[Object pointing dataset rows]
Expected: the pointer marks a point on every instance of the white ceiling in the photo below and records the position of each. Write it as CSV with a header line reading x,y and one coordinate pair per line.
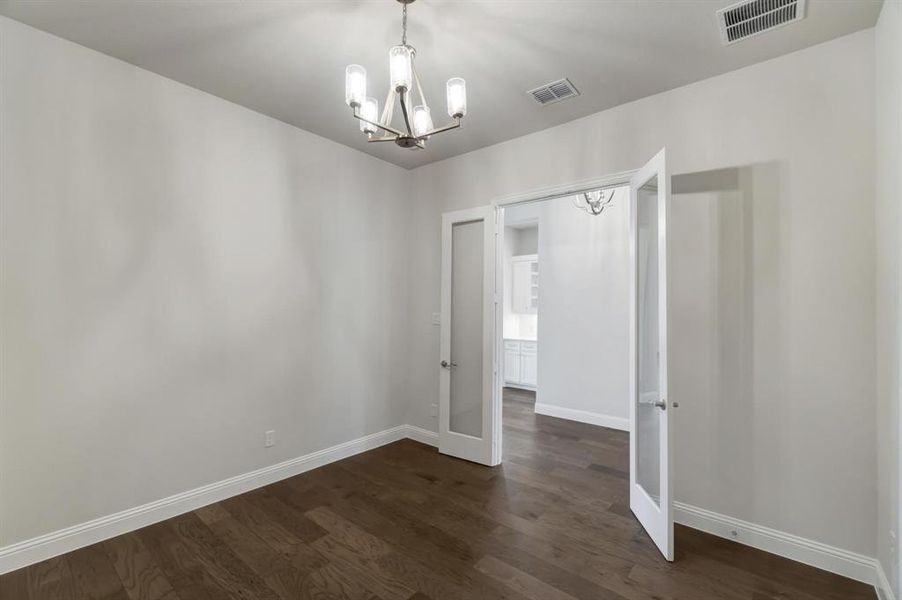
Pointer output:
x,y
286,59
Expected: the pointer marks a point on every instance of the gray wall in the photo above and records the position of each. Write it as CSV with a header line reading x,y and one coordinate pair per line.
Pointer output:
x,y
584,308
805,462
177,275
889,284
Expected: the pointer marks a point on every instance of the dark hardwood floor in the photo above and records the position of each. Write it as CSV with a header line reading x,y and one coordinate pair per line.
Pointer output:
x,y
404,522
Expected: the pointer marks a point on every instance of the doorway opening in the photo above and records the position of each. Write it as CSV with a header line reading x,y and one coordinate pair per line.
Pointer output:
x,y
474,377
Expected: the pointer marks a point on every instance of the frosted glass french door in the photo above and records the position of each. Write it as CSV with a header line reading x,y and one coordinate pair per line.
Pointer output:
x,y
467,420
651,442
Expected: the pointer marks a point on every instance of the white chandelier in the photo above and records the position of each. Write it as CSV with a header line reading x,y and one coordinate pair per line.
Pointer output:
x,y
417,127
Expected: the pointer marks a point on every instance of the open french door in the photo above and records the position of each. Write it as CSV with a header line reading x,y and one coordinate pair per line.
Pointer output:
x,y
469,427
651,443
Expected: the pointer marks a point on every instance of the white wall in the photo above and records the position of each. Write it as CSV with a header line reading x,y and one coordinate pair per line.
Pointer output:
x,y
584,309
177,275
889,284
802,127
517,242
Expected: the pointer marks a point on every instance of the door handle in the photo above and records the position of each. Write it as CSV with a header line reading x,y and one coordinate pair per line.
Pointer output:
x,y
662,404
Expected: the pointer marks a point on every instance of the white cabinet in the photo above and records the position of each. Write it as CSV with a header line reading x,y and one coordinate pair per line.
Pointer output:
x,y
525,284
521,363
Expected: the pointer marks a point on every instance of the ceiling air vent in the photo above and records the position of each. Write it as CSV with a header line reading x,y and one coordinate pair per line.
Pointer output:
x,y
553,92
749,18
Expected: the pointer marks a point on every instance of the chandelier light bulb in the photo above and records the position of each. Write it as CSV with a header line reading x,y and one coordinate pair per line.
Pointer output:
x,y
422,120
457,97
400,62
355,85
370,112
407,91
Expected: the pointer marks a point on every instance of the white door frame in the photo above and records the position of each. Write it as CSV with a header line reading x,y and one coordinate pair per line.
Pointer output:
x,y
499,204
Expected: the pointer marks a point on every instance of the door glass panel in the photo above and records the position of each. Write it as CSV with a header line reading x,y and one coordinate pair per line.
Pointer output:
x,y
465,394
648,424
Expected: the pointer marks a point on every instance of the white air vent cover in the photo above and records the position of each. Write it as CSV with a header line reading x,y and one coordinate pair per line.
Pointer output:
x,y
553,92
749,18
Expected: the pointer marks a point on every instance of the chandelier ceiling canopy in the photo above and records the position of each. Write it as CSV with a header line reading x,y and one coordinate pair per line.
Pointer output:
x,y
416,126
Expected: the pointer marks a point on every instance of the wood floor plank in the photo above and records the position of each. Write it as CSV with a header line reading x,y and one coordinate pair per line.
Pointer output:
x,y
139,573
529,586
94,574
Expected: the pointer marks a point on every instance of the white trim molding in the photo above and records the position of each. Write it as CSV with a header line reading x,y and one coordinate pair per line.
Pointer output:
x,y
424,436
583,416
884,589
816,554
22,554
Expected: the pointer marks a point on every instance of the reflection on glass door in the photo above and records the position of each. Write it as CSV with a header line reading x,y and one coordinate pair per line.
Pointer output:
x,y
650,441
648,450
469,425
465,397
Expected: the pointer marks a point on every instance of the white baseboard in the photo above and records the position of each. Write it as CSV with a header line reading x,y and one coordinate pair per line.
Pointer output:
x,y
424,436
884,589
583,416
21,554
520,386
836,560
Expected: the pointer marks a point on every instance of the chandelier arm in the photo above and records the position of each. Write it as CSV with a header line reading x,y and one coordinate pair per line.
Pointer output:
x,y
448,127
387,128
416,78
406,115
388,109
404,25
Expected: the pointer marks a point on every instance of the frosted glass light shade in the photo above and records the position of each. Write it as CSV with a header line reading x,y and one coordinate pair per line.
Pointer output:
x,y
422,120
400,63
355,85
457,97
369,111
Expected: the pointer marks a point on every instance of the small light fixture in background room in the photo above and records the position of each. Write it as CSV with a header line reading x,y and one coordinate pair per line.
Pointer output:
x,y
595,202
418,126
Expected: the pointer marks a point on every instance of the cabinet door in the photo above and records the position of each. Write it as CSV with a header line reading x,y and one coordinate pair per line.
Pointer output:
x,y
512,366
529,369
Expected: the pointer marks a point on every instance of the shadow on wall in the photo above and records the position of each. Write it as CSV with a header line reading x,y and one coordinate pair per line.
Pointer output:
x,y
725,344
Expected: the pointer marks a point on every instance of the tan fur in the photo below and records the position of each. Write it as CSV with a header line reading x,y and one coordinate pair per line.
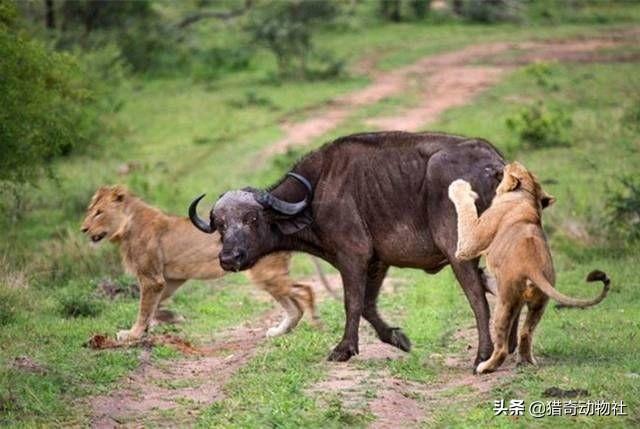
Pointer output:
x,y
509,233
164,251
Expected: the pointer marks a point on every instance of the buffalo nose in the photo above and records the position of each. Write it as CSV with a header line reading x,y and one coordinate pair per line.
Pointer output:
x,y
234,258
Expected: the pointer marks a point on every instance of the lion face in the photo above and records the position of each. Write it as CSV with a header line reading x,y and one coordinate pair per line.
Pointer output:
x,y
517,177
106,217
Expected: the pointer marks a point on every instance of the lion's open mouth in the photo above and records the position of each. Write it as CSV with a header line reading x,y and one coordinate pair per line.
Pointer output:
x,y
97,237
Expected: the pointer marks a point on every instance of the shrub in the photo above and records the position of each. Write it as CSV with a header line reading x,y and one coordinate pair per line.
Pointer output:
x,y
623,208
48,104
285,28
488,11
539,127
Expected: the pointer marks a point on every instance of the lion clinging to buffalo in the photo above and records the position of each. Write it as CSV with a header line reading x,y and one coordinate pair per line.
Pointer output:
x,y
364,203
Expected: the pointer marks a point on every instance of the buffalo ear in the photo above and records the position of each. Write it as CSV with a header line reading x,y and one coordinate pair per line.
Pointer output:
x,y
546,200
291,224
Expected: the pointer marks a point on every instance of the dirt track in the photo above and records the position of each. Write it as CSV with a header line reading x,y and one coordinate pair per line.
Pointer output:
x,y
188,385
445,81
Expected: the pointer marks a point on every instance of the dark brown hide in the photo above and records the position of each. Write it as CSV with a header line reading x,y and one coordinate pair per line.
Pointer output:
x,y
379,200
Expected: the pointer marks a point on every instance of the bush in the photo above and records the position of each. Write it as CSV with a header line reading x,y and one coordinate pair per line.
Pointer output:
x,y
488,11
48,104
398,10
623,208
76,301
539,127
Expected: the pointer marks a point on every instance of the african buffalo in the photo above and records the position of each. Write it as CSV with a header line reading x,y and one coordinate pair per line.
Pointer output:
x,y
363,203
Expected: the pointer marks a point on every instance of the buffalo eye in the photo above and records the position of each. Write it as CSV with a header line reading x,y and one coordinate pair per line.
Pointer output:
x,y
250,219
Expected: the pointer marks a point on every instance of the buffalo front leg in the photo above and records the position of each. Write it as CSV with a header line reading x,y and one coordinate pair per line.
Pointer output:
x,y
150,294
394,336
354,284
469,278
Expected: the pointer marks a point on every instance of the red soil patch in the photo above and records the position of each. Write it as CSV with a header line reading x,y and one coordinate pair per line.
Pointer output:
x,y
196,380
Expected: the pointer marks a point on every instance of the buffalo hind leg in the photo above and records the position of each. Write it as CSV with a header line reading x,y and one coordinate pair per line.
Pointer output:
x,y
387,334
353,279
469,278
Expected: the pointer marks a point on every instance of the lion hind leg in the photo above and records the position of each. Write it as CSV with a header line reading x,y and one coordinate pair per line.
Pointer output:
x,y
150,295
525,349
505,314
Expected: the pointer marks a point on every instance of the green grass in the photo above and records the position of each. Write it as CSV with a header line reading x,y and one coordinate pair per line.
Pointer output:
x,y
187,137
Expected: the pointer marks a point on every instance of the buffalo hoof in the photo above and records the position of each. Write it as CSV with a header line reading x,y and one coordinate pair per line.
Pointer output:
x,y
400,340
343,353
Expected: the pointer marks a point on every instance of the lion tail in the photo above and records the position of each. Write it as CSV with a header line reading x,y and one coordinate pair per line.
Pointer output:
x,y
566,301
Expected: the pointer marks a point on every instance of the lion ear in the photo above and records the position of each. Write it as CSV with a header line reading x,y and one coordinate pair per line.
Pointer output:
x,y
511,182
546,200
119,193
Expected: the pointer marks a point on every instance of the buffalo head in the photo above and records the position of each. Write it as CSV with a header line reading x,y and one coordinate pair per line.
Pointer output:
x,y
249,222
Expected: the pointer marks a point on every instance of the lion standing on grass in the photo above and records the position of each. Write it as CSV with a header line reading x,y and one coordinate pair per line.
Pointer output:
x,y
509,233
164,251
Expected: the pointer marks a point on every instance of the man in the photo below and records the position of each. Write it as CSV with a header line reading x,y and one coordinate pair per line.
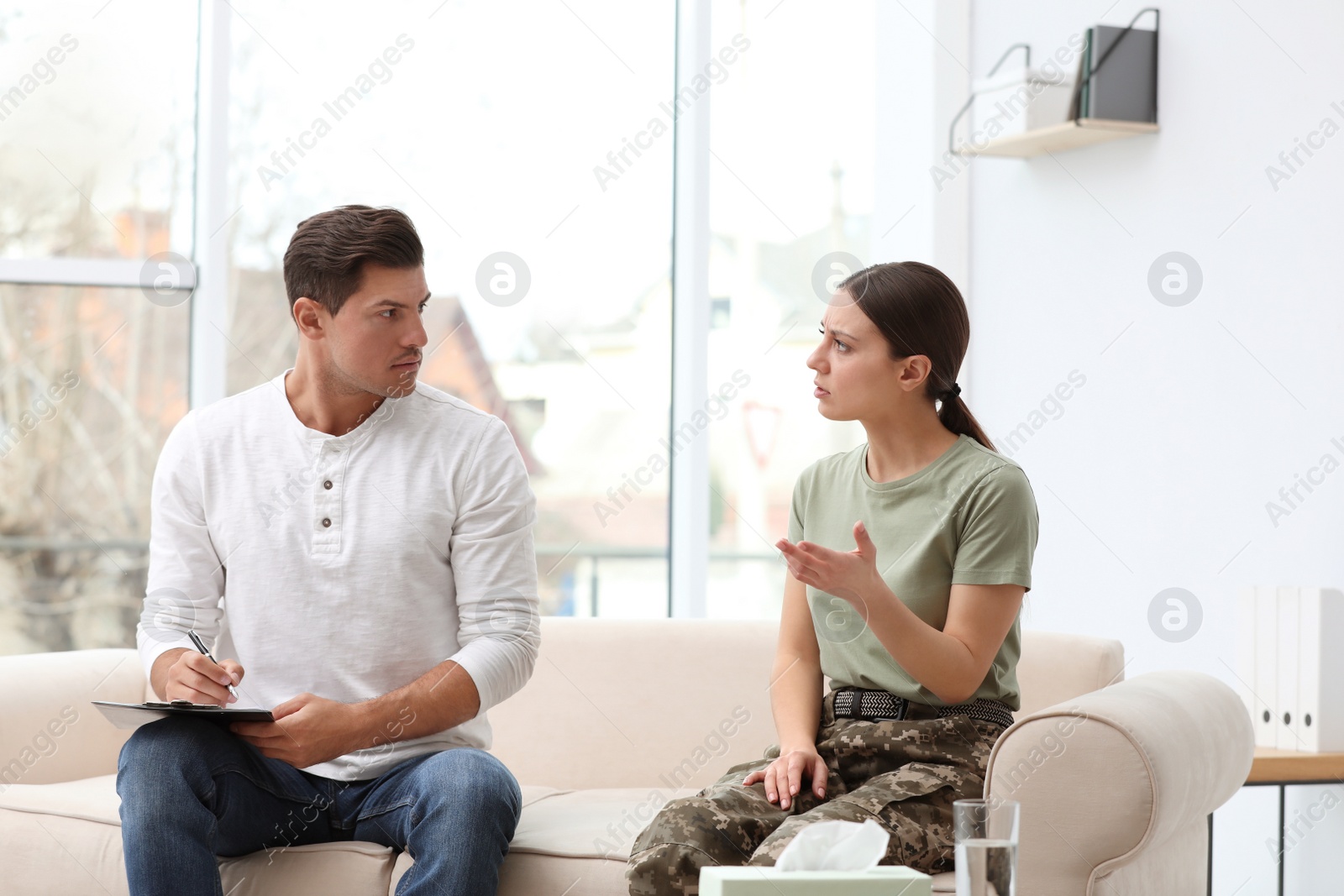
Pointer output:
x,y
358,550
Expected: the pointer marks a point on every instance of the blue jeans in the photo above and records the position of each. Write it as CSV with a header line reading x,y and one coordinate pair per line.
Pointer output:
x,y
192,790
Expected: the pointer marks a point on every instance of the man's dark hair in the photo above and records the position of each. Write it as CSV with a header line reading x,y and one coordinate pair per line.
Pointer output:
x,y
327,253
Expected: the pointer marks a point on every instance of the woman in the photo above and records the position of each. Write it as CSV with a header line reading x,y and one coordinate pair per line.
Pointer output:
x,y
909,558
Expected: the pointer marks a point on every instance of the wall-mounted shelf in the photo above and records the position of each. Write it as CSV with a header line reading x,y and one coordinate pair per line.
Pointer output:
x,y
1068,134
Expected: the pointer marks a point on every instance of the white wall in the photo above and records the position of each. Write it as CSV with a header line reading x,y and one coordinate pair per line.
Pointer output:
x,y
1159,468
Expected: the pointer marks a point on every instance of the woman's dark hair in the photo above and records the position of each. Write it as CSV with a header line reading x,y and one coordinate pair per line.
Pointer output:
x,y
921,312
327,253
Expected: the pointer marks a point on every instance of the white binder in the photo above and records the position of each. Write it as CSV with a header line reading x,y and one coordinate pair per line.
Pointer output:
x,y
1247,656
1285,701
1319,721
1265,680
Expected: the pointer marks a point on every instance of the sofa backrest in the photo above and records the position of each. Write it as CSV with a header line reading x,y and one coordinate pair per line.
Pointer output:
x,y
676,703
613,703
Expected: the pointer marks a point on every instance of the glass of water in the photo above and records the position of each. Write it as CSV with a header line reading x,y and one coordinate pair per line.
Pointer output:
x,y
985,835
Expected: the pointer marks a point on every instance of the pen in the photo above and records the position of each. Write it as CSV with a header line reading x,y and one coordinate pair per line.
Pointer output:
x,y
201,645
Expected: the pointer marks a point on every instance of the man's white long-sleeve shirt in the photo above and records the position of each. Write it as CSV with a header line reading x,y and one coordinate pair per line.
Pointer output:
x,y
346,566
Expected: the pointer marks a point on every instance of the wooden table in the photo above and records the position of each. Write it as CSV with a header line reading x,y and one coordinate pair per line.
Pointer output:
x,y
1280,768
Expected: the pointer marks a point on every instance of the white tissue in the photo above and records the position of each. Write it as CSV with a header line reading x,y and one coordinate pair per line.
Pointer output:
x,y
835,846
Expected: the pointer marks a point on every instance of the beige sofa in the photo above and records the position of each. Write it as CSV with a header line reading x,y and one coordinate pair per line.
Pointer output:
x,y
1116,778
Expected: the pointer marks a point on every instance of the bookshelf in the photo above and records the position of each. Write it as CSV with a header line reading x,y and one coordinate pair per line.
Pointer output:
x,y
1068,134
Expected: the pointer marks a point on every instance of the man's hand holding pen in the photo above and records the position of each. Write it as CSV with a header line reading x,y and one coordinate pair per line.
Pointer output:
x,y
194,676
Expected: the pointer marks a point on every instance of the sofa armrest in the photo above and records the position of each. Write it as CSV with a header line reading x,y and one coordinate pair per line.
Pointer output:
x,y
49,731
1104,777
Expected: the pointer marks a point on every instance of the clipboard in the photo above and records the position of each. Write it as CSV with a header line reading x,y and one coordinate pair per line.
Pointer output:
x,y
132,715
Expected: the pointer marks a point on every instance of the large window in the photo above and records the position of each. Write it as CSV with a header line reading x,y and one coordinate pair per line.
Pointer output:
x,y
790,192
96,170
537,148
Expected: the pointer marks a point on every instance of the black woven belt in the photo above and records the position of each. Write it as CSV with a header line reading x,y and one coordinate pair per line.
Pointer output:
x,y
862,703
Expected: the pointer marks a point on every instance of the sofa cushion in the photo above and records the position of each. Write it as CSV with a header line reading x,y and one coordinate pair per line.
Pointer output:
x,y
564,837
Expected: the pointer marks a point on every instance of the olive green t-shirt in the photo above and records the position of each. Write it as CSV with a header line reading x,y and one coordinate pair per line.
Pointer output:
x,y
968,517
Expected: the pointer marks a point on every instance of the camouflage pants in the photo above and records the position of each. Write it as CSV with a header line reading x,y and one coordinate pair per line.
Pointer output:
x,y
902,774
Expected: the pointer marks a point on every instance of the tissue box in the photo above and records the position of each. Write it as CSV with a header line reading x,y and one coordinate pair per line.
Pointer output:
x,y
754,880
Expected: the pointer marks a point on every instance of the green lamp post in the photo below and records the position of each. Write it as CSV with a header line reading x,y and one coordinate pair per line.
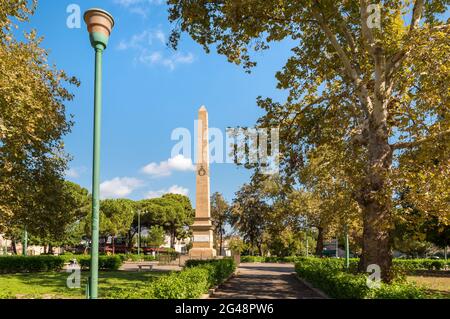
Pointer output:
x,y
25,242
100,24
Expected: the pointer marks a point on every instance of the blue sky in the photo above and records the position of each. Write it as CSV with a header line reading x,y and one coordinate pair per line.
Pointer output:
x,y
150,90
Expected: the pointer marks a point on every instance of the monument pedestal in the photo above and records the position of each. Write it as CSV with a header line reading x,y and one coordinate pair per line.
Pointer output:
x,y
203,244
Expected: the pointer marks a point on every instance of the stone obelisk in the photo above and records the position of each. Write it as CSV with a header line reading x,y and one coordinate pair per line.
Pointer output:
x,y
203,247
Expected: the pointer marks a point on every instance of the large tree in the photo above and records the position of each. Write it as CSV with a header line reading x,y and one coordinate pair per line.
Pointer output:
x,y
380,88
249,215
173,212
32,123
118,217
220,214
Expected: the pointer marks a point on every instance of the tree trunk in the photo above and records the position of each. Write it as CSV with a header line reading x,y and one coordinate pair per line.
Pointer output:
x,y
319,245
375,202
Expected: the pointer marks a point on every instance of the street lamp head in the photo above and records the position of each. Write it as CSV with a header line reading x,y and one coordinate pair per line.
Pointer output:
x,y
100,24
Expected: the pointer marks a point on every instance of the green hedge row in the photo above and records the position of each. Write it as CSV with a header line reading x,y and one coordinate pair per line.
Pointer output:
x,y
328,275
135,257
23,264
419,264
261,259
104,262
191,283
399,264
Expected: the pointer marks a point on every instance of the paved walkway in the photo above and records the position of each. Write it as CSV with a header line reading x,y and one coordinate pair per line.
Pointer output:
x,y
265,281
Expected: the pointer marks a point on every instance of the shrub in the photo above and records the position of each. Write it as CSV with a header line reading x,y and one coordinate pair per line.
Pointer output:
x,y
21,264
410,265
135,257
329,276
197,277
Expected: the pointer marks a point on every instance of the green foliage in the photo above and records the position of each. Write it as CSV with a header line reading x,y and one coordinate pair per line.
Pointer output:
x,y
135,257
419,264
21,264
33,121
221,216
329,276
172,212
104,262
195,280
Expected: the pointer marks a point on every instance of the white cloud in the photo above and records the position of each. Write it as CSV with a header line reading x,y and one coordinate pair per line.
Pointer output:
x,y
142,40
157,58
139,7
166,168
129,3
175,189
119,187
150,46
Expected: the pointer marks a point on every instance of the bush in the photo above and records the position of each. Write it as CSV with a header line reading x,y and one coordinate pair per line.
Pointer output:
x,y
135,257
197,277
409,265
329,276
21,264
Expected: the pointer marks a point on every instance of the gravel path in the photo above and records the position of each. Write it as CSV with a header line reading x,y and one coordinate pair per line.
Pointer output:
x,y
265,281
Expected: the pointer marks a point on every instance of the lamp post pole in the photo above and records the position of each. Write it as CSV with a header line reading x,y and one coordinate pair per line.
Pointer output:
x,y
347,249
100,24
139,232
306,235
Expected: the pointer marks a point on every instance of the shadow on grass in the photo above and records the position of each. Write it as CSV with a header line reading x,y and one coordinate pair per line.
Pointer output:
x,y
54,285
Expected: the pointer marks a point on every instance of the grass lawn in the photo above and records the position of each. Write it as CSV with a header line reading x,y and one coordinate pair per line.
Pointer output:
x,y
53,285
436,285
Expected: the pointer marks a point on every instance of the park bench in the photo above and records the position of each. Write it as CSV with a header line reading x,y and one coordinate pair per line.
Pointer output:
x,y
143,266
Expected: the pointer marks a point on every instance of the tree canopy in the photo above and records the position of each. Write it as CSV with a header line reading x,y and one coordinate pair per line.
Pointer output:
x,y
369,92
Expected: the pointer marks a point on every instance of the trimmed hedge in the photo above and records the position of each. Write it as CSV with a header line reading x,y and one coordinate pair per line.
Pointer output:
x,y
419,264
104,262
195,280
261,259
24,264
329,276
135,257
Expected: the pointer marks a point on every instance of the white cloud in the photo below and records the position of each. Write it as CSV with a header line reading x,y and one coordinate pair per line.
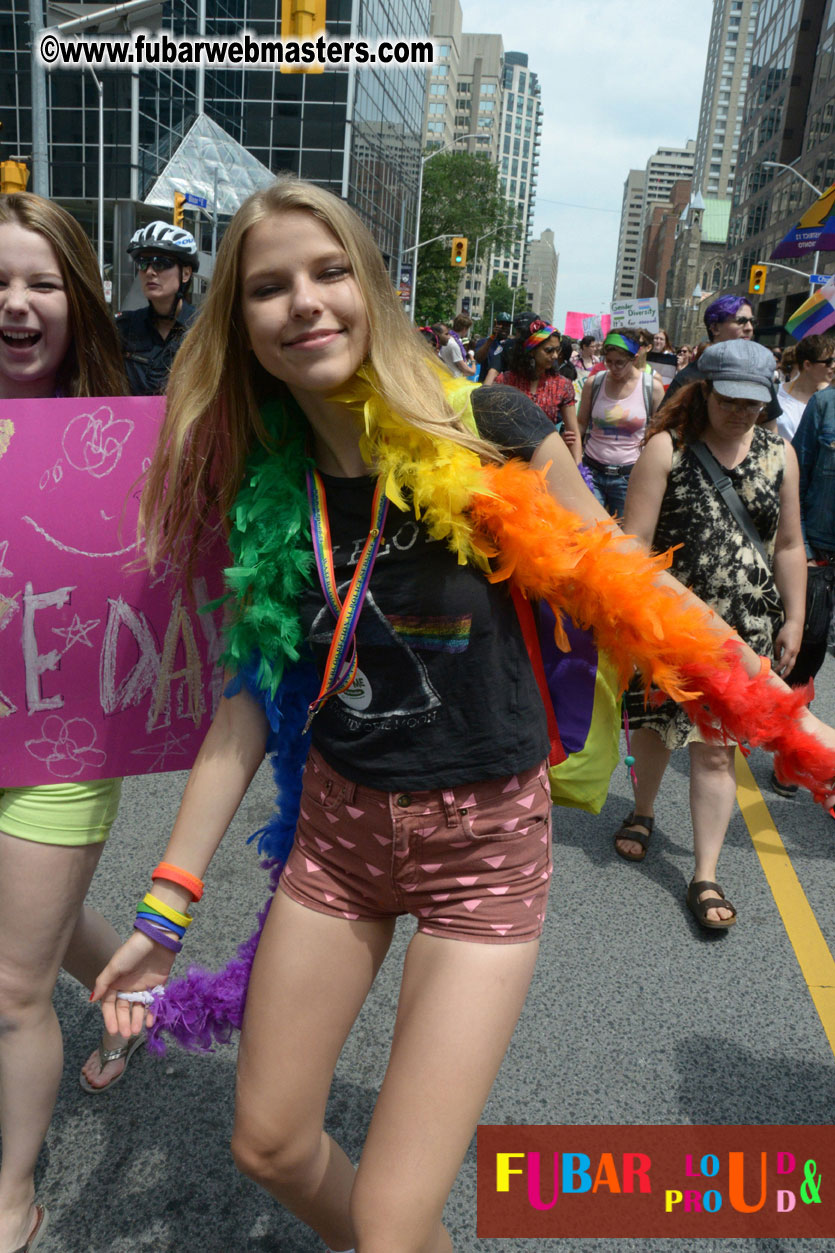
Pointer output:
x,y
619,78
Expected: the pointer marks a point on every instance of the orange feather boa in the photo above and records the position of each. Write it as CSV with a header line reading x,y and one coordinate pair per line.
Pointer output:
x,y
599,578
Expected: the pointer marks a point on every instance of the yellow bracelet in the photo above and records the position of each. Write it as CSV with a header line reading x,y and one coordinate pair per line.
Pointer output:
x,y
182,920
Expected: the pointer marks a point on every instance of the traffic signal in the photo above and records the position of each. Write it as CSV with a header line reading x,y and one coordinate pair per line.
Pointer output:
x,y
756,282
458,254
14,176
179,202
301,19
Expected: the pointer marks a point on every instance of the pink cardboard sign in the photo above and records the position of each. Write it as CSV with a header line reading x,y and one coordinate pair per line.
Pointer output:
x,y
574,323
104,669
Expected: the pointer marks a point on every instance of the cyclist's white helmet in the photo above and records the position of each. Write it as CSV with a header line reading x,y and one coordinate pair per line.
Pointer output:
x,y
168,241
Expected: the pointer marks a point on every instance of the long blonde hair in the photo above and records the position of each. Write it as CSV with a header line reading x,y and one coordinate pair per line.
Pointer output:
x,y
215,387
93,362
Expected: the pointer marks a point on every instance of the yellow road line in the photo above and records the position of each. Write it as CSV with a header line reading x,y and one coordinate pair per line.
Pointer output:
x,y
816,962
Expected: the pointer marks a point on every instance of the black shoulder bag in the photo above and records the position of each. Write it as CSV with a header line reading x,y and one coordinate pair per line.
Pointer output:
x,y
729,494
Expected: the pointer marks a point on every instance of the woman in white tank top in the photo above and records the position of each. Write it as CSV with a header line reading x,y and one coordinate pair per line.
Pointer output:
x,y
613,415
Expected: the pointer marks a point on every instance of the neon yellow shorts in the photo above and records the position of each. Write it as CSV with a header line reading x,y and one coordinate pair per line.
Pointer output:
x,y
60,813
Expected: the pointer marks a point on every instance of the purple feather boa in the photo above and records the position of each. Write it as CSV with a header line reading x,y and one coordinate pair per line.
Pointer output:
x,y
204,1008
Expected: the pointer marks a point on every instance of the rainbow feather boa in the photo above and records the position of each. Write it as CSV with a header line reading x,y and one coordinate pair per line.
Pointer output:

*What you should do*: Please write out, word for word, the lines of the records from the one containing "woman in white" through the final line of the records.

*Result for this task*:
Expected: the pointer marks a point on every instance of the woman in white tank top in the photo above and records the position of each. Write it as CSV with a header line reading x,y and one coordinate pair per line.
Pointer output:
x,y
613,415
Expected: the pointer marks a point on every instance of the neon yellow shorts in the photo above and records the position of each. Write it as CSV with a header line reading x,y and one coordinate pair per line.
Pointer output:
x,y
60,813
Expected: the pointer marks a point on every instance of the purple feather boa in the photo above and records the position of each. Write it as CSV with a header line reading x,y and one coordinate pair per line.
Pointer output:
x,y
204,1008
Expected: the pointer marks a point on every instance of the rainbow feather boa in the photo above and records the position of each. Write it as CSV with a header line reading x,y and one coordinate pair per line.
Pointer output:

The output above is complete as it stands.